### The task
Throughout the material, count the lines with the word "grass" in them, and answer with only the figure.

### Dataset

..............................

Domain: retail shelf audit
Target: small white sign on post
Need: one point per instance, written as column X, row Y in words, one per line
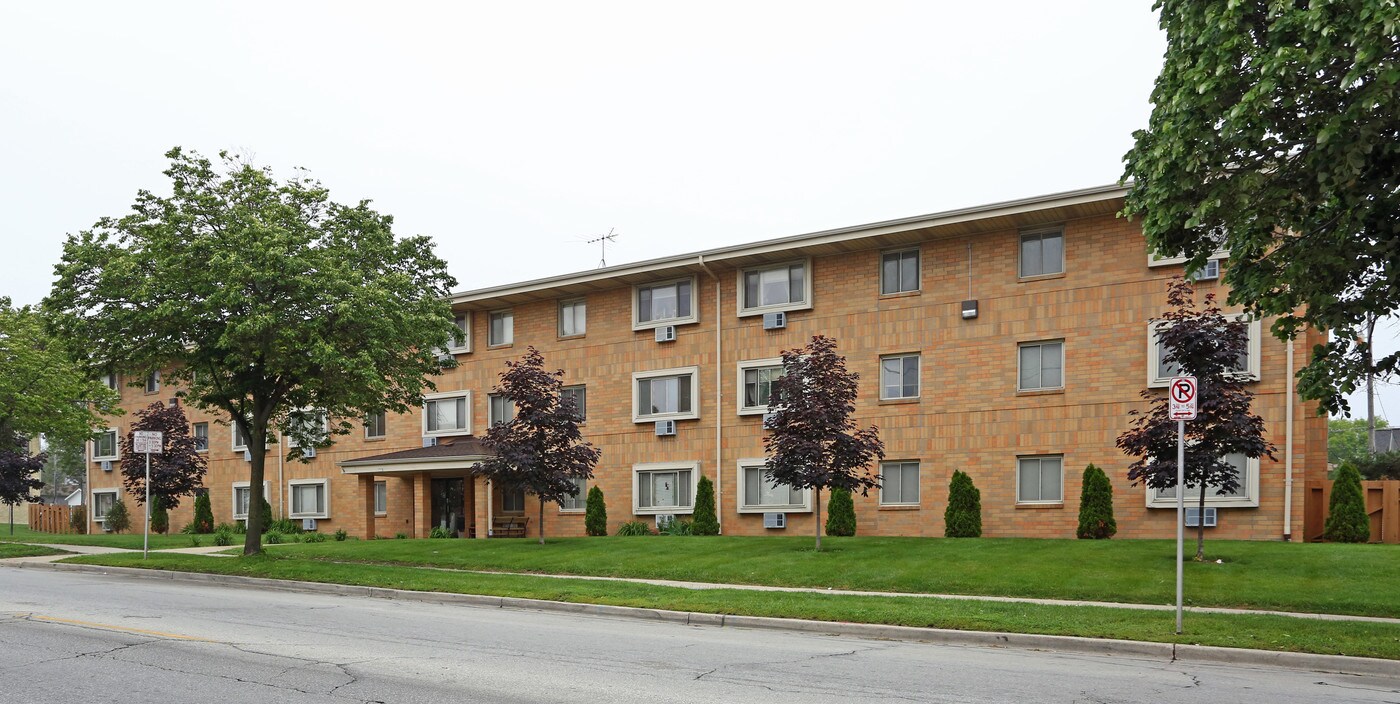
column 1182, row 398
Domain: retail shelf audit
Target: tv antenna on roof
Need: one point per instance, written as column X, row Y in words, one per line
column 602, row 242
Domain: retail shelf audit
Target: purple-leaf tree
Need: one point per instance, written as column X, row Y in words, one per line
column 541, row 448
column 1210, row 346
column 178, row 470
column 814, row 442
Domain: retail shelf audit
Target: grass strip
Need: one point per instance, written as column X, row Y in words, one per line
column 1274, row 633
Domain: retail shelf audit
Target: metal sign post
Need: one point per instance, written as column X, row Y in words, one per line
column 1182, row 407
column 147, row 442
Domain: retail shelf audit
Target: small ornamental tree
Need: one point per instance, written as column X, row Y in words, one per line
column 541, row 449
column 177, row 470
column 595, row 512
column 703, row 519
column 840, row 514
column 962, row 518
column 1206, row 345
column 1347, row 519
column 1096, row 505
column 203, row 515
column 814, row 442
column 116, row 518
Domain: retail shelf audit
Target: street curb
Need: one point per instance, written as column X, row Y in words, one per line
column 1164, row 651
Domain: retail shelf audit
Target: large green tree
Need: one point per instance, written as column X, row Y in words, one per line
column 259, row 298
column 1276, row 135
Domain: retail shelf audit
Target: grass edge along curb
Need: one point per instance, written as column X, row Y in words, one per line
column 1229, row 654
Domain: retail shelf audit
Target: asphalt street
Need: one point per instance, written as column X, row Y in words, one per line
column 95, row 638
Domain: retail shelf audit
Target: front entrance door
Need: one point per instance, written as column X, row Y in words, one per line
column 448, row 496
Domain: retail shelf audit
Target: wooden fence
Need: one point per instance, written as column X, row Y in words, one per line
column 1382, row 505
column 51, row 518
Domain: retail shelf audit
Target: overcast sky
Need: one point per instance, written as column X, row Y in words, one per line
column 514, row 132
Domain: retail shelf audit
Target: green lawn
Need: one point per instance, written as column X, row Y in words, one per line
column 1278, row 633
column 1298, row 577
column 125, row 540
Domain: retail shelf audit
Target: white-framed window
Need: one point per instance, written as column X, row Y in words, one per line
column 573, row 318
column 1042, row 252
column 776, row 287
column 756, row 379
column 501, row 409
column 102, row 500
column 580, row 393
column 665, row 395
column 1159, row 372
column 1243, row 497
column 576, row 503
column 1040, row 365
column 310, row 497
column 464, row 322
column 501, row 328
column 447, row 413
column 664, row 303
column 105, row 445
column 664, row 487
column 899, row 377
column 759, row 494
column 375, row 426
column 899, row 483
column 1040, row 479
column 242, row 498
column 899, row 272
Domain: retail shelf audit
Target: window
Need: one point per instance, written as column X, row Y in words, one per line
column 781, row 287
column 308, row 498
column 578, row 501
column 580, row 396
column 1042, row 252
column 1040, row 365
column 501, row 410
column 503, row 329
column 242, row 497
column 1159, row 372
column 899, row 272
column 573, row 318
column 102, row 503
column 1245, row 496
column 1040, row 480
column 105, row 445
column 447, row 413
column 899, row 377
column 756, row 385
column 665, row 393
column 899, row 483
column 662, row 304
column 759, row 494
column 662, row 487
column 375, row 424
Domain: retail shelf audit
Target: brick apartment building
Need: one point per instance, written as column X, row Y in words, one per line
column 1008, row 340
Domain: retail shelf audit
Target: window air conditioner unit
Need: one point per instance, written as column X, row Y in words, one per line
column 1207, row 273
column 1193, row 517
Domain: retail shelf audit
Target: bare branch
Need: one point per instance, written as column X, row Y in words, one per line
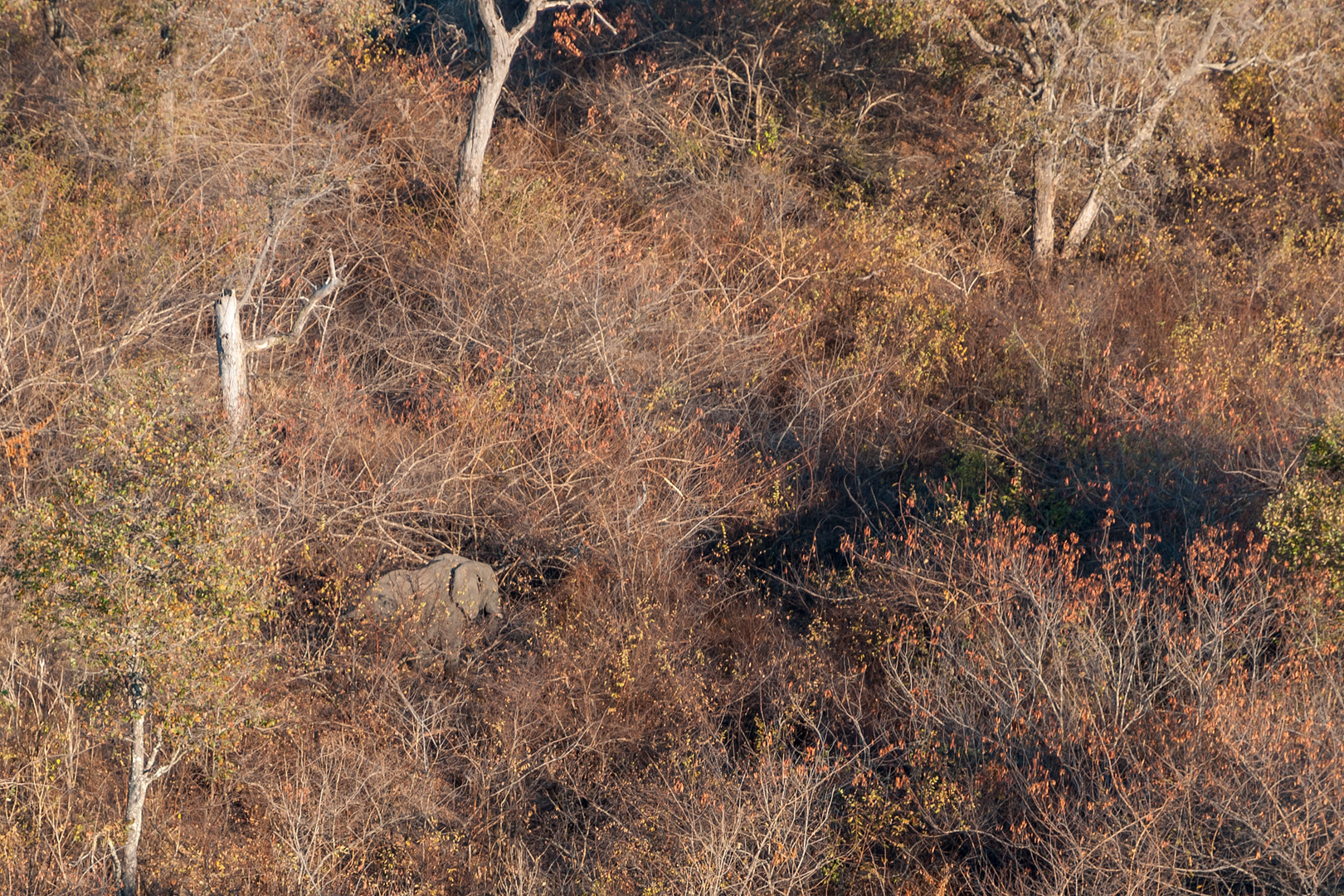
column 321, row 293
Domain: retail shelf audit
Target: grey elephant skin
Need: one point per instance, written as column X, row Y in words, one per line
column 431, row 606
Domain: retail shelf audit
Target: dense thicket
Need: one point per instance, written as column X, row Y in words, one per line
column 845, row 547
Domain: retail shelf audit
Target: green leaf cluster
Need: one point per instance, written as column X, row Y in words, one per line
column 140, row 563
column 1305, row 522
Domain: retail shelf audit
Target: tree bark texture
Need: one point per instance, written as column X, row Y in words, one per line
column 233, row 348
column 233, row 363
column 503, row 45
column 134, row 809
column 1114, row 167
column 1043, row 204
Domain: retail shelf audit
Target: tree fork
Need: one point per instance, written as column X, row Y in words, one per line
column 233, row 349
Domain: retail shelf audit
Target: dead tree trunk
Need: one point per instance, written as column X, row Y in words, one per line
column 233, row 348
column 1114, row 167
column 1043, row 204
column 503, row 43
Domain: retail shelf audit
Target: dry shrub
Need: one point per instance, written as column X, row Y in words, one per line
column 1112, row 722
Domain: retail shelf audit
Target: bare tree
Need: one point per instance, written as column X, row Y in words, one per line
column 234, row 348
column 503, row 43
column 1093, row 80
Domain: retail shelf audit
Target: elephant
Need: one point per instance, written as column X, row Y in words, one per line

..............................

### Answer to the problem
2